— start of Excerpted text —
QUESTION: How often is the Ala Wai Canal dredged? Does the pollution get cleaned up by this procedure?
ANSWER: Second question first: No, dredging does not get rid of pollutants and will not make the canal safer for swimming or eating fish.
It’s meant mainly to improve the capacity of the canal, which was built as a drainage channel and sedimentation basin.
The Ala Wai Canal was completed in 1928 and has been dredged only three times since: in 1966, 1978 and 2004.
The next dredging won’t take place for at least a few more years.
The purpose of dredging the canal is to restore its flood-carrying capacity and maintain it as a navigable channel.
"Increased sediment reduces the canal’s flood-carrying capacity as well as its ability to settle out sediment transported into the canal from various sources throughout the watershed," said Deborah Ward, spokeswoman for the state Department of Land and Natural Resources. "Trapping the sediments in the canal also minimizes the sediments that enter our nearshore waters."
While sediment and any pollutants within the sediment are removed during dredging, "the intent of the dredging is not to improve the water quality for recreational purposes," she said.
Hence the Department of Health’s advisory not to swim in the canal or eat the fish or other seafood from it.
A task force has recommended that the canal be dredged every 10 years.
While a 10-year dredging interval can be a good general rule of thumb, DLNR contends the canal should be dredged "when there is need and sufficient accumulation begins to impact its flood-carrying capacity or navigation," Ward said.
That could mean earlier or longer than 10 years.
— end of Excerpted text —
— start of Information provided —
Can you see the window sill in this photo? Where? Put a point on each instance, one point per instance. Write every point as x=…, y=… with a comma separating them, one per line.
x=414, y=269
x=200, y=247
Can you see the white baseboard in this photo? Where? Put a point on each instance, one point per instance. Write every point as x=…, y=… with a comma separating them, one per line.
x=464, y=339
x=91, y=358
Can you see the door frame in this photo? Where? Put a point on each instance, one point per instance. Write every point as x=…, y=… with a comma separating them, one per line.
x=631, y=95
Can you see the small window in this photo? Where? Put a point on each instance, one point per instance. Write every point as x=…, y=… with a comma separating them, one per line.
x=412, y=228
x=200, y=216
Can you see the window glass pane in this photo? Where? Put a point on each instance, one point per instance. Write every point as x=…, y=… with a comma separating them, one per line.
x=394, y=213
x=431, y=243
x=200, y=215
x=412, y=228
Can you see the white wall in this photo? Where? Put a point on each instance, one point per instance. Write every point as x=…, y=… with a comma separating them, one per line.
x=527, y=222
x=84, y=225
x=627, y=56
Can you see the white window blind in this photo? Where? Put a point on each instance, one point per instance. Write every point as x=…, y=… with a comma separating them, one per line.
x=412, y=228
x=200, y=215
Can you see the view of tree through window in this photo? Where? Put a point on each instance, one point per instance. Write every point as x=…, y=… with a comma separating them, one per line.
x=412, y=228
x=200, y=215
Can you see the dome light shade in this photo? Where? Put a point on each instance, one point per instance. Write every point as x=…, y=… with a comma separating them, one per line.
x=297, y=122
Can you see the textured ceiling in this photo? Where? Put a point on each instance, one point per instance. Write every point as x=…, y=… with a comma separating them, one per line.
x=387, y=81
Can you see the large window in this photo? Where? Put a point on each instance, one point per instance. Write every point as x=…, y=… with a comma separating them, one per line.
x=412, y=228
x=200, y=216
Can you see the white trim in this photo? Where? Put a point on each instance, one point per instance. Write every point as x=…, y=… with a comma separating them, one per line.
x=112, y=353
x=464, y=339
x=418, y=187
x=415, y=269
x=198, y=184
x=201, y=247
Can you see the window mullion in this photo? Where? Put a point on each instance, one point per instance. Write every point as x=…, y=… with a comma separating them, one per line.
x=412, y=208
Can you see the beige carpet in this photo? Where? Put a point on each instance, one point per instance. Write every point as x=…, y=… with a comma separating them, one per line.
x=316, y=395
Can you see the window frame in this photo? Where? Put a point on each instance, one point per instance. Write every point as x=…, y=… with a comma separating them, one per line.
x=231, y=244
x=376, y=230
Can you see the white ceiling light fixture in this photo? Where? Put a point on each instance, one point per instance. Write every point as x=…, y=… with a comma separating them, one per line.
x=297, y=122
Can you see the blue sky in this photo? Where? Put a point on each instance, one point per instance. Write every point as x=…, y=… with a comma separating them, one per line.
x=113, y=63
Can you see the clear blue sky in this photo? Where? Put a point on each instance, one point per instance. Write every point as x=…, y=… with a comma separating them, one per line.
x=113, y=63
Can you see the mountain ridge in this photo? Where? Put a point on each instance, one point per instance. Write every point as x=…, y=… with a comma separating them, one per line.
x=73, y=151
— end of Information provided —
## Work to do
- 1) According to the Ala Wai Canal text, in which years has the canal been dredged?
- 2) Please write out the part of the Ala Wai Canal text starting at "QUESTION: How often" and ending at "a navigable channel.".
- 3) Resume the text about dredging the Ala Wai Canal, continuing after its last sentence.

## Replies
- 1) 1966, 1978 and 2004.

- 2)
QUESTION: How often is the Ala Wai Canal dredged? Does the pollution get cleaned up by this procedure?
ANSWER: Second question first: No, dredging does not get rid of pollutants and will not make the canal safer for swimming or eating fish.
It’s meant mainly to improve the capacity of the canal, which was built as a drainage channel and sedimentation basin.
The Ala Wai Canal was completed in 1928 and has been dredged only three times since: in 1966, 1978 and 2004.
The next dredging won’t take place for at least a few more years.
The purpose of dredging the canal is to restore its flood-carrying capacity and maintain it as a navigable channel.

- 3)
DLNR did a quick assessment last year, which identified accumulation of sediment near the confluence of the canal with the Manoa-Palolo Channel, Ward said.
However, the assessment did not show significant accumulation in other areas of the canal.
With an eye on the next dredging, DLNR has requested planning and design funds, "anticipating that by the time we are able to prepare the design plans, obtain all of the environmental permits and secure construction funds, the timing should be about right," Ward said.
NEXT DREDGING
DLNR has asked the state Legislature for $2 million for fiscal year 2015 for the planning, permitting and design for dredging the Ala Wai and improving canal walls.
"We are waiting for legislative conference hearings to be over before we can confirm amounts," Ward said. (The Legislature is scheduled to adjourn Thursday.)
DLNR plans to request construction funds in the next biennium (fiscal year 2016 or 2017) when it has a better idea of the estimated construction cost, she said.
The schedule for dredging would depend on getting funding and permits.
Ten years ago it cost $6.5 million to dredge and remove approximately 185,000 cubic yards of material from the Ala Wai.
Ward noted this is a 10-plus-year-old price, and new costs will depend on how much material will be removed, with inflation to be factored in.
Monday: Monitoring pollutants
MAHALO
To a young man, whose name I didn’t get, who saw me in my stalled Corolla on Dillingham Boulevard, across from Honolulu Community College, during rush hour at 4:45 p.m. recently. I was stranded without a cellphone. This young man parked his truck and offered help. He hunkered down and pushed my car over to the HCC parking lot, out of the gridlocked westbound lanes of Dillingham. With horns blaring and motorists irate at being stuck, it was a little tense. He declined to accept anything but my thanks, saying with a smile, "Have a good day, bruddah!" An Oceanic Cable guy also came over, and I was able to call for help on his cellphone. Mahalo for the kindness of strangers. For a guy who relocated from Seattle, your aloha means a lot. — Joe Hilldorfer
Write to “Kokua Line” at Honolulu Star-Advertiser, 7 Waterfront Plaza, Suite 210, 500 Ala Moana Blvd., Honolulu 96813; call 529-4773; fax 529-4750; or email kokualine@staradvertiser.com.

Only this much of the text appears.